Pictures excluded, return the lines below from the first through the line holding "Target: team staff member".

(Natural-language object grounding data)
★ ★ ★ ★ ★
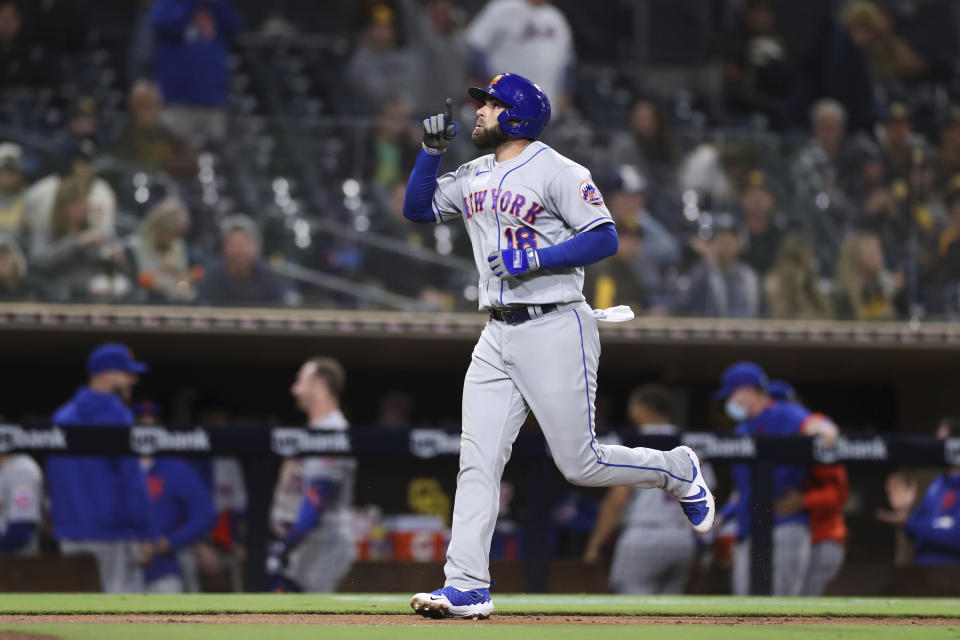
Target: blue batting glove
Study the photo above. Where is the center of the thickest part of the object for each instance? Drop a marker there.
(511, 263)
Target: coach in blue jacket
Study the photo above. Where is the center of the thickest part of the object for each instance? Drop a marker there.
(99, 504)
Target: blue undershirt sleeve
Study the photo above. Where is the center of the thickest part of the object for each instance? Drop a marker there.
(420, 188)
(588, 247)
(311, 510)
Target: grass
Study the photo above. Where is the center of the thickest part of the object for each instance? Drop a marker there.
(470, 631)
(540, 604)
(543, 604)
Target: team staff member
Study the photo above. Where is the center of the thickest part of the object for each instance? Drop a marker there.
(744, 388)
(934, 525)
(825, 494)
(312, 501)
(21, 488)
(181, 513)
(99, 504)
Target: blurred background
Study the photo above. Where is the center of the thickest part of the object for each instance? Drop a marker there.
(789, 171)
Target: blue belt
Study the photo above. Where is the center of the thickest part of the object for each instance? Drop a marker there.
(519, 315)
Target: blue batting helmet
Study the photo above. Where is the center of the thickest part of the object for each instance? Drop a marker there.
(529, 110)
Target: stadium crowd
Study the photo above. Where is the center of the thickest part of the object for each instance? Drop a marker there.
(189, 162)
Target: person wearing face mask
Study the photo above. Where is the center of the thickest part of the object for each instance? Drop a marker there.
(744, 389)
(100, 504)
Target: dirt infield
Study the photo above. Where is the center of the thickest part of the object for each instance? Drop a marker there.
(414, 620)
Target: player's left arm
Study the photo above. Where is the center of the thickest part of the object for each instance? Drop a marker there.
(319, 495)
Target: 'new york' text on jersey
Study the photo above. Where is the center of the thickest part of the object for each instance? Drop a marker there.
(538, 199)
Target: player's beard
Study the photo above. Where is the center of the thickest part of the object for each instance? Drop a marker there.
(489, 137)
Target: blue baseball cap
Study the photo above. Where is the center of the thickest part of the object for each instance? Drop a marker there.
(113, 356)
(741, 374)
(781, 390)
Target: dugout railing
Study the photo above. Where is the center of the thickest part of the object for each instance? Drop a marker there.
(261, 449)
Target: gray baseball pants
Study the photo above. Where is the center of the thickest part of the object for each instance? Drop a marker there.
(791, 556)
(826, 560)
(547, 365)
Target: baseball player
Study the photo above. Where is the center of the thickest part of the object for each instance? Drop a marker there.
(825, 494)
(655, 551)
(21, 488)
(100, 504)
(534, 219)
(744, 388)
(312, 501)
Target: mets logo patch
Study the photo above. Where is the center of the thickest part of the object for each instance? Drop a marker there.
(590, 193)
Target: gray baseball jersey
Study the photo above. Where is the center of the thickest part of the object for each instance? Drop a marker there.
(321, 560)
(21, 489)
(539, 199)
(547, 364)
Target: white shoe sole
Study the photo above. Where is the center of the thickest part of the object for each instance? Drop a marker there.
(437, 607)
(707, 523)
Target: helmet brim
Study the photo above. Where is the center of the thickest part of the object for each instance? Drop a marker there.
(482, 95)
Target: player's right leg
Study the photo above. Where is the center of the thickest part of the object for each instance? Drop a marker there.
(493, 412)
(556, 359)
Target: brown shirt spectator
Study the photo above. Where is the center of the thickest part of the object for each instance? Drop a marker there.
(793, 286)
(147, 141)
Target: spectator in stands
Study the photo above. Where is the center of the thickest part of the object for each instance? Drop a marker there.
(80, 261)
(948, 261)
(442, 56)
(181, 513)
(721, 286)
(836, 66)
(762, 223)
(21, 64)
(149, 142)
(948, 163)
(793, 285)
(897, 142)
(160, 254)
(747, 401)
(394, 145)
(40, 198)
(83, 123)
(100, 504)
(21, 496)
(239, 276)
(864, 289)
(934, 525)
(648, 143)
(11, 188)
(314, 495)
(757, 64)
(815, 169)
(616, 281)
(654, 552)
(528, 37)
(930, 28)
(891, 59)
(380, 70)
(13, 270)
(192, 40)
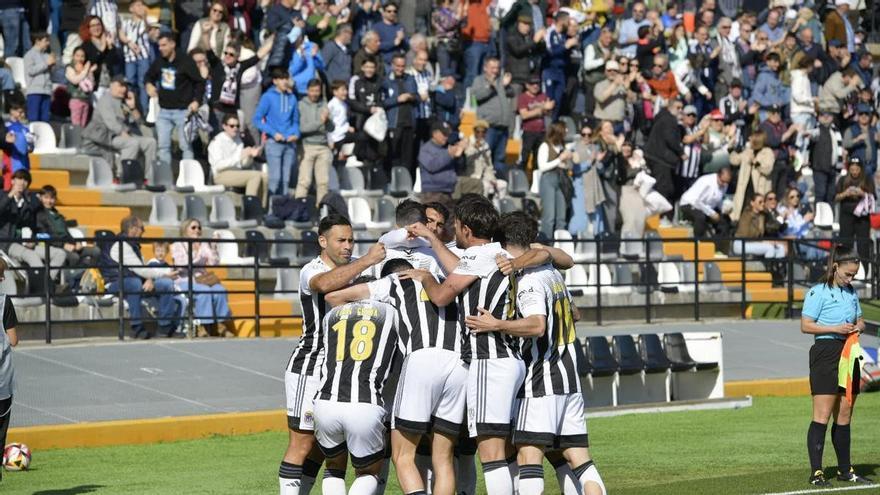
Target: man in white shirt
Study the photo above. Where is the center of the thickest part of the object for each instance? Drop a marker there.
(702, 202)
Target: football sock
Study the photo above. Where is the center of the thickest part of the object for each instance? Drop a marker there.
(840, 438)
(568, 482)
(588, 472)
(364, 484)
(531, 479)
(289, 478)
(816, 444)
(334, 482)
(497, 477)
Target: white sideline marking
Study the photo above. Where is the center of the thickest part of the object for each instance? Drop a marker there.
(120, 380)
(217, 361)
(826, 490)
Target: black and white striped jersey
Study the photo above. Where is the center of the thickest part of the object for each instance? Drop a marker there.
(309, 352)
(491, 291)
(423, 324)
(361, 341)
(551, 366)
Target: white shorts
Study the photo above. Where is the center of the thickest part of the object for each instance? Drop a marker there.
(555, 421)
(353, 427)
(301, 391)
(431, 393)
(491, 397)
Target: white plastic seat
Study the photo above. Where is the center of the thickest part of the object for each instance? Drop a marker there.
(45, 142)
(192, 176)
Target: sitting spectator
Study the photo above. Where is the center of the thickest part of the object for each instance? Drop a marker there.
(752, 224)
(115, 127)
(210, 302)
(132, 274)
(231, 160)
(38, 63)
(80, 75)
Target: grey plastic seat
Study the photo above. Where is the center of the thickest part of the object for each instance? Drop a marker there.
(164, 211)
(222, 210)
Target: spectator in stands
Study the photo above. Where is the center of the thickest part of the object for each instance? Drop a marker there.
(277, 116)
(336, 54)
(175, 80)
(231, 160)
(211, 32)
(492, 92)
(752, 224)
(131, 273)
(438, 162)
(80, 75)
(210, 301)
(314, 124)
(552, 174)
(38, 64)
(854, 196)
(115, 126)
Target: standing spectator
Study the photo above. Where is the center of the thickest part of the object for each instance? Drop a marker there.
(337, 55)
(554, 163)
(211, 32)
(277, 116)
(437, 162)
(136, 278)
(115, 127)
(314, 124)
(855, 224)
(38, 63)
(400, 103)
(180, 90)
(136, 49)
(392, 37)
(476, 33)
(16, 30)
(231, 160)
(532, 106)
(492, 92)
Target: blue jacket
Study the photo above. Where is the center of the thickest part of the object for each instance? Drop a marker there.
(277, 113)
(304, 67)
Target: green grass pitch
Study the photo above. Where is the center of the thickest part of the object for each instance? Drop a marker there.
(754, 450)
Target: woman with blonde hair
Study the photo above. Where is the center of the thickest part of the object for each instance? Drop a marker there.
(210, 304)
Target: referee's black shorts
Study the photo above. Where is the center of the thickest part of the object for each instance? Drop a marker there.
(824, 361)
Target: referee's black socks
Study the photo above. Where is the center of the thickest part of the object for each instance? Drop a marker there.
(816, 444)
(840, 437)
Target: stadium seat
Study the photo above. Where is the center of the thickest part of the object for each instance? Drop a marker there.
(223, 211)
(191, 178)
(401, 183)
(679, 357)
(101, 176)
(517, 183)
(359, 212)
(45, 142)
(228, 251)
(164, 211)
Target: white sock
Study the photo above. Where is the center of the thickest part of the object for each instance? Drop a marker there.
(334, 482)
(465, 475)
(588, 472)
(364, 485)
(497, 477)
(568, 482)
(531, 479)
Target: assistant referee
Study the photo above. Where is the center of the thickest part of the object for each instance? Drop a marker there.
(832, 312)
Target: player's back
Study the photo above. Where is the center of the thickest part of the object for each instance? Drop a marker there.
(361, 342)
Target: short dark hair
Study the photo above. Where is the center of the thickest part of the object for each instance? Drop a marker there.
(331, 221)
(516, 228)
(477, 213)
(409, 212)
(395, 265)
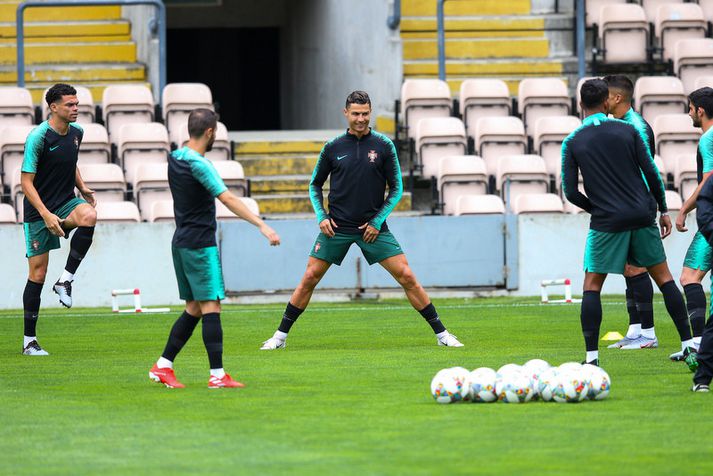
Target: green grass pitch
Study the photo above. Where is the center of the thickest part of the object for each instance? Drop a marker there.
(349, 395)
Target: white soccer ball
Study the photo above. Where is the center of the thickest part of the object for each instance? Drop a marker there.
(533, 369)
(481, 385)
(547, 381)
(448, 386)
(572, 387)
(512, 386)
(599, 382)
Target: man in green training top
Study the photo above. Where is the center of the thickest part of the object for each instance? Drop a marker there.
(361, 164)
(49, 176)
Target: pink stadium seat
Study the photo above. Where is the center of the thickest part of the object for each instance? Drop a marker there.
(126, 104)
(460, 175)
(483, 98)
(675, 135)
(479, 205)
(179, 99)
(424, 98)
(141, 143)
(623, 34)
(498, 136)
(16, 107)
(537, 203)
(117, 212)
(438, 137)
(693, 58)
(87, 111)
(677, 21)
(656, 95)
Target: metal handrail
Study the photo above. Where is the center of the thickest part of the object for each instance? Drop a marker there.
(395, 18)
(159, 24)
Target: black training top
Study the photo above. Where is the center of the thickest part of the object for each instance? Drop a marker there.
(194, 185)
(612, 155)
(359, 171)
(53, 159)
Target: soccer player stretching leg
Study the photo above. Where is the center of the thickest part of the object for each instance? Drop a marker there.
(611, 156)
(195, 184)
(49, 175)
(361, 163)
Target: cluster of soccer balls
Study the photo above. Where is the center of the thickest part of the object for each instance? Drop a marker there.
(569, 383)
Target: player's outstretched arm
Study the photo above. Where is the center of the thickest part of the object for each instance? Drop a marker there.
(236, 206)
(52, 221)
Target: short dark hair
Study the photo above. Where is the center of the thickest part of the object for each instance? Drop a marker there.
(358, 97)
(199, 120)
(593, 93)
(703, 98)
(621, 82)
(56, 92)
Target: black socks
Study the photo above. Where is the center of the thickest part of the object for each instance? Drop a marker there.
(81, 241)
(431, 315)
(180, 333)
(31, 305)
(591, 319)
(289, 317)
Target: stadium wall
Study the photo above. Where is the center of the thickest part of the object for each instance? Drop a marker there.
(444, 252)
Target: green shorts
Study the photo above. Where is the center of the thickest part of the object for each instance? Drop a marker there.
(38, 239)
(610, 252)
(333, 250)
(699, 253)
(198, 272)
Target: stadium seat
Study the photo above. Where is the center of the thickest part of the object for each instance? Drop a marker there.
(438, 137)
(221, 146)
(693, 58)
(126, 104)
(107, 181)
(223, 213)
(460, 175)
(141, 143)
(656, 95)
(117, 212)
(675, 135)
(540, 97)
(7, 214)
(483, 98)
(161, 211)
(550, 132)
(594, 8)
(16, 108)
(87, 111)
(673, 201)
(12, 147)
(623, 34)
(537, 203)
(95, 148)
(479, 205)
(685, 175)
(233, 176)
(520, 174)
(150, 185)
(498, 136)
(424, 98)
(179, 99)
(677, 21)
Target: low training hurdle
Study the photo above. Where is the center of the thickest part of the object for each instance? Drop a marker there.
(557, 282)
(137, 302)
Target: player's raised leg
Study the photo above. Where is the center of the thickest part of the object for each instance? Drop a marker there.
(84, 219)
(399, 268)
(316, 269)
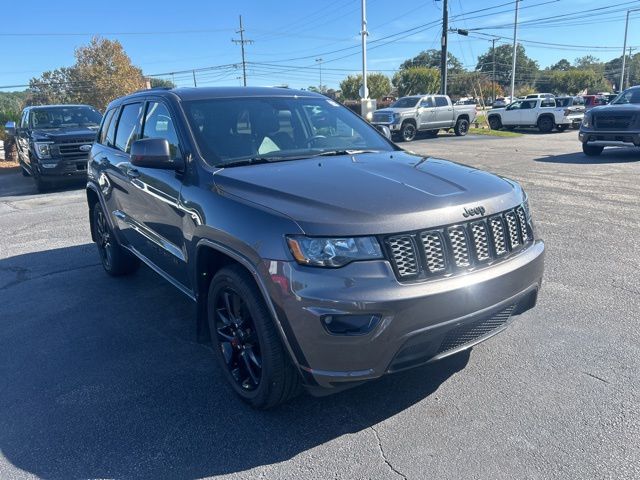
★ ★ ★ ★ ★
### Response to this exercise
Target: blue batting glove
Study the photo above. Where is the center of the thickest part of the object for each instance? Drop a marker there.
(511, 263)
Target: coach in blue jacket
Study the photo above. Where is the center of the thickest part of the object for each instance? Drop a marker there.
(99, 504)
Target: blue undershirt sleeve
Study the photo above. Where is the center of the thickest part of the object for each instance? Drop a marker there.
(420, 188)
(588, 247)
(311, 510)
Target: grass
Study the photo above. Where is the center of the thickest part of the object for each instance? Drop a marker there.
(470, 631)
(540, 604)
(543, 604)
Target: team staff member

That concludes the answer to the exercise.